▶ **THE REQUEST**
From the parent reading guide below, return the passage between "Between the ages" and "begins to drop.", inclusive, copied verbatim.

▶ **TEXT EXCERPT**
A Parent Guide to Reading for Ages 8-10

Between 3rd and 5th grade, children are exposed to a variety of book genres, topics, and formats. Here’s how to keep them interested and engaged.

Jul 15, 2022



A Parent Guide to Reading for Ages 8-10

Jul 15, 2022

Between the ages of 8 and 10, children’s reading journeys change dramatically. While they continue to master pronunciation and build vocabulary, they are also expected to read more and understand more complex texts, further testing their comprehension skills and ability to process facts and events. 

Factor in the demands of other classroom subjects, and it’s possible to see why the “decline by nine” phenomenon occurs among children in this age bracket. Decline by nine is the term given to the waning interest children have in reading once they reach age 9 (or thereabouts). Despite 3rd grade being a benchmark for reading proficiency and reading milestones, it’s around this time that reading frequency among kids begins to drop.

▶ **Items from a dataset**

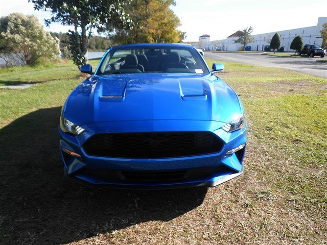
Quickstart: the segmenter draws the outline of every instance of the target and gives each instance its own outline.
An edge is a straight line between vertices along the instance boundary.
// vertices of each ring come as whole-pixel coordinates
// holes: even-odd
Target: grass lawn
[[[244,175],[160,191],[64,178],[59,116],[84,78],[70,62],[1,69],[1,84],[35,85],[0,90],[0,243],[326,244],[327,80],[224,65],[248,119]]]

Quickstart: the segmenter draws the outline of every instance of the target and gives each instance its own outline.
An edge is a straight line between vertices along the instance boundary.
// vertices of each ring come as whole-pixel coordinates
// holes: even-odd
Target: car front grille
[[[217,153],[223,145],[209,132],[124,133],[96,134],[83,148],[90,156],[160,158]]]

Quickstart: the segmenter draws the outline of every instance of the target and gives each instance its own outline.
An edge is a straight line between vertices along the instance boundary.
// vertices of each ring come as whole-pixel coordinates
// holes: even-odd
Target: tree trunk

...

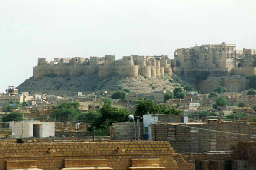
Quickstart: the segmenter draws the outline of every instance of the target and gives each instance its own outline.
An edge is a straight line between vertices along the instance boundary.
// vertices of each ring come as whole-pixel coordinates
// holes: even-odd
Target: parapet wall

▶ **CORRECT RESPONSE**
Between the ages of 8 and 10, children’s reading journeys change dramatically. While they continue to master pronunciation and build vocabulary, they are also expected to read more and understand more complex texts, further testing their comprehension skills and ability to process facts and events. 

Factor in the demands of other classroom subjects, and it’s possible to see why the “decline by nine” phenomenon occurs among children in this age bracket. Decline by nine is the term given to the waning interest children have in reading once they reach age 9 (or thereabouts). Despite 3rd grade being a benchmark for reading proficiency and reading milestones, it’s around this time that reading frequency among kids begins to drop.